- _CONSEGNA A_
Nel brano da leggere, quale scheda video codadilupo non è riuscito a far funzionare?
- _CONSEGNA B_
Elenca senza ripetizioni tutti i nomi utente che compaiono come intestazione di un messaggio nel brano da leggere.

- _BRANO DA LEGGERE_
-------------------------

Se qualcuno se le guarda ed ha feedback da darmi, lo faccia pure, in privato o nel thread.

----------

## .:deadhead:.

bella silvero: complimenti!!!

----------

## federico

 *Sephirot wrote:*   

> qualcuno di milano viene al linux day in via comelico? 

 

Bellino che sei  :Smile: 

----------

## SilveRo

 *.:deadhead:. wrote:*   

> bella silvero: complimenti!!!

 

thx, deadhead   :Very Happy: 

----------

## codadilupo

 *SilveRo wrote:*   

>  *.:deadhead:. wrote:*   bella silvero: complimenti!!! 
> 
> thx, deadhead  

 

Ola SilveRo, pirla che sono, ho sempre letto il tuo nome anche in lista milug, e solo ora ho capito che sei sempre tu  :Wink: 

Mi dispiace, ma non sono poi riuscito a preparare la gentoo per il milug, ma so che gentoo si é fatta onore lo stesso, grazie a te  :Rolling Eyes: 

P.S.: di la' sono Alberto. (col punto  :Wink: )

Coda

----------

## SilveRo

 *codadilupo wrote:*   

>  *SilveRo wrote:*    *.:deadhead:. wrote:*   bella silvero: complimenti!!! 
> 
> thx, deadhead   
> 
> Ola SilveRo, pirla che sono, ho sempre letto il tuo nome anche in lista milug, e solo ora ho capito che sei sempre tu 
> ...

 

Eri in via Comelico, vero? Io ero a Sesto  =)

Io non perdo mai un'occasione per pubblicizzare la Gentoo   :Very Happy: 

----------

## codadilupo

 *SilveRo wrote:*   

> Eri in via Comelico, vero? Io ero a Sesto  =)
> 
> Io non perdo mai un'occasione per pubblicizzare la Gentoo  

 

no, ero a prato: per il linuxday di milano ho solo aiutato la settimana precedente, ma prepare la gentoo, un in tre notti scarse, su un pentium II é stato troppo anche per me: era praticamente finita, ma non c'e' stato verso di far andare la scheda video (una matrox g100 o giu' di li')  :Wink: 

Coda

----------

-------------------------

- _DATI MOSTRATI_
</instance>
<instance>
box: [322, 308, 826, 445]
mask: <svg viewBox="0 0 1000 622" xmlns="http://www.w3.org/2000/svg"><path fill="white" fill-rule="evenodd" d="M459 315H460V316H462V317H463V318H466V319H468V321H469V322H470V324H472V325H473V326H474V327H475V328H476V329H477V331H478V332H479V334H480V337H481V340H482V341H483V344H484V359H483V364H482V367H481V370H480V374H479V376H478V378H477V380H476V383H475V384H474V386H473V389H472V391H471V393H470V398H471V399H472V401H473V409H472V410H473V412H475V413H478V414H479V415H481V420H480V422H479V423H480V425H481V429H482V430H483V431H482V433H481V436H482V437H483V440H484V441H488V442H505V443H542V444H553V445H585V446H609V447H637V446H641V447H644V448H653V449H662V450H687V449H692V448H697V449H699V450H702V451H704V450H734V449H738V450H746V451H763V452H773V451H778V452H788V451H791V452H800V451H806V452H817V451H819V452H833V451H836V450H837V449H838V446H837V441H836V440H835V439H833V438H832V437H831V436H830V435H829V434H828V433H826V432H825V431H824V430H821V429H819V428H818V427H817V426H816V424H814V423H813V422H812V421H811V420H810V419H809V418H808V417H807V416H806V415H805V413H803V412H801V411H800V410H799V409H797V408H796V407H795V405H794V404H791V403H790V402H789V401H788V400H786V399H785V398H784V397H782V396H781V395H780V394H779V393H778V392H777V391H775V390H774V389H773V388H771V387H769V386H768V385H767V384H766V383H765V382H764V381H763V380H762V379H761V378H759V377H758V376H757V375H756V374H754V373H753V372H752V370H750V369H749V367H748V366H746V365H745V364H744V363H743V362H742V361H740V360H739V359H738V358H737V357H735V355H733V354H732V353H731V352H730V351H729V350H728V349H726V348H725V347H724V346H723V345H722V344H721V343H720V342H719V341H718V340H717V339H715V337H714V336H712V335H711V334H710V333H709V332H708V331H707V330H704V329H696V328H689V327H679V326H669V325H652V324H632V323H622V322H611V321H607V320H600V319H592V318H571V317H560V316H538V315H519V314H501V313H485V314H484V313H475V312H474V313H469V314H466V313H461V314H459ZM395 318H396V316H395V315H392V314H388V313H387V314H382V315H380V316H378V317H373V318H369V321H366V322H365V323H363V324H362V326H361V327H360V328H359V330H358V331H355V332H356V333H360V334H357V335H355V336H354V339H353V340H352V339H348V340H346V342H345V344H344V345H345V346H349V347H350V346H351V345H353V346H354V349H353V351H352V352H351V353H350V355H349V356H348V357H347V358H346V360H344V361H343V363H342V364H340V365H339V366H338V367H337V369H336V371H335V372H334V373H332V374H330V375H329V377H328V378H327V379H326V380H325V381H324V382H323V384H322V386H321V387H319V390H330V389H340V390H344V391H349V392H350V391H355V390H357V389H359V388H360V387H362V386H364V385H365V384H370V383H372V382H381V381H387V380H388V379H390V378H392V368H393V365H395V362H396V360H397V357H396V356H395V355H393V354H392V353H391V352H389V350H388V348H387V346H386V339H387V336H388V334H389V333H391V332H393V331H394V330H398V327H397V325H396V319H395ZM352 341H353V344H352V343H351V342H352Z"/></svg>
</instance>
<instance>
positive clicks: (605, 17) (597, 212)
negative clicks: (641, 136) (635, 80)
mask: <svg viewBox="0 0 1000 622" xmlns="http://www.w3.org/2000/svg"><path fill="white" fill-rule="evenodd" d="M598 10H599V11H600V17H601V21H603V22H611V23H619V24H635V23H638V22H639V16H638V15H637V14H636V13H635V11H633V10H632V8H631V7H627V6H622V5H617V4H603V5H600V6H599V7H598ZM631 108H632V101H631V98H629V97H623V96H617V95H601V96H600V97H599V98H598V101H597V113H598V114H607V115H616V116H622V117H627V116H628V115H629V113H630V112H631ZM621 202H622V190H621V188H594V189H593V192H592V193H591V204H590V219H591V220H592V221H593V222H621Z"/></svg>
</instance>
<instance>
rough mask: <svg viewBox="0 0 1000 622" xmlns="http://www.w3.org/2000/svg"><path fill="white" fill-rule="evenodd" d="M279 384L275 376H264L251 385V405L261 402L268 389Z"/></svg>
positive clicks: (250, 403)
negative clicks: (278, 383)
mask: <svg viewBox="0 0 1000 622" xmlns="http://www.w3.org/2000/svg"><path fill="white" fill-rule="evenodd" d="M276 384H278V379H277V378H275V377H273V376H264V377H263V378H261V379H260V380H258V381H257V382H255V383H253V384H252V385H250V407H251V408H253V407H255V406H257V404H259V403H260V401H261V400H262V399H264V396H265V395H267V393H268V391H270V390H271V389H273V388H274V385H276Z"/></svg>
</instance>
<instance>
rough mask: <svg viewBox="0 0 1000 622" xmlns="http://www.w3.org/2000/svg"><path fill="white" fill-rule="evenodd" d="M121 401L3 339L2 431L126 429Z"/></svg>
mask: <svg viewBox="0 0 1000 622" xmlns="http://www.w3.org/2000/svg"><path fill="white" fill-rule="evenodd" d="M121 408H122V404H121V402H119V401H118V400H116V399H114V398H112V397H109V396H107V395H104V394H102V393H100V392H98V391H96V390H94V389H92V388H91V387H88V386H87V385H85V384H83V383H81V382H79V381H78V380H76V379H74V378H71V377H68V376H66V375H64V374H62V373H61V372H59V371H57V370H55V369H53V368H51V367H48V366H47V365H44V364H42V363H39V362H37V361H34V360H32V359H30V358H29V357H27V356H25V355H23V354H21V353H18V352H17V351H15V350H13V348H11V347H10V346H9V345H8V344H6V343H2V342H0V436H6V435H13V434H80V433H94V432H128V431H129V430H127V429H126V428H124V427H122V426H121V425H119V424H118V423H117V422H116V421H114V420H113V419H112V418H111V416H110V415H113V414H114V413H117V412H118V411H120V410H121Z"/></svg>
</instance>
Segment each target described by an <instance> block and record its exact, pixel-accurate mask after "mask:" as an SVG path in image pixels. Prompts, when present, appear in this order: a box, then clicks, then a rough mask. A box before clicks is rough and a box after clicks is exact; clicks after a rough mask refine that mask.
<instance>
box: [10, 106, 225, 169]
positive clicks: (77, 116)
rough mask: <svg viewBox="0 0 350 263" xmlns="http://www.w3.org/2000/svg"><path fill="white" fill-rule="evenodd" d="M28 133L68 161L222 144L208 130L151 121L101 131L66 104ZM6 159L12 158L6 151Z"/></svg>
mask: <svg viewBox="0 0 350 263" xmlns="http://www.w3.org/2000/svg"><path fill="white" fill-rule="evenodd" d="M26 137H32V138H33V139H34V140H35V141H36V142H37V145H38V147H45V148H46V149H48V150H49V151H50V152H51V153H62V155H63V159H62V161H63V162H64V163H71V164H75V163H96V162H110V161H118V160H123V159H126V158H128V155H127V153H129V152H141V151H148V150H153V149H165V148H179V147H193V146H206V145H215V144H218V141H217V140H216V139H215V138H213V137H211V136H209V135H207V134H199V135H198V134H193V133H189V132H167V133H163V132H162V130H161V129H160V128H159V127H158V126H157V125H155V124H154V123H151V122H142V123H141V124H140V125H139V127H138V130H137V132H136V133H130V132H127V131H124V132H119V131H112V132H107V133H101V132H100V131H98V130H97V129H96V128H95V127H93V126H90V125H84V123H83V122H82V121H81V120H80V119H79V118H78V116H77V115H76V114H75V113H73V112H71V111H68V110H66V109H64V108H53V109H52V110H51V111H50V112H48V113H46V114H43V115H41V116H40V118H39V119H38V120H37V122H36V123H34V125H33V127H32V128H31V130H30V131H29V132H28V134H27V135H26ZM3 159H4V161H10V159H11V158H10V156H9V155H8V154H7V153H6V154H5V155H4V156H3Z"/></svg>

-------------------------

- _SOLUZIONE A_
Una Matrox G100 o giù di lì.

- _SOLUZIONE B_
.:deadhead:., federico, SilveRo, codadilupo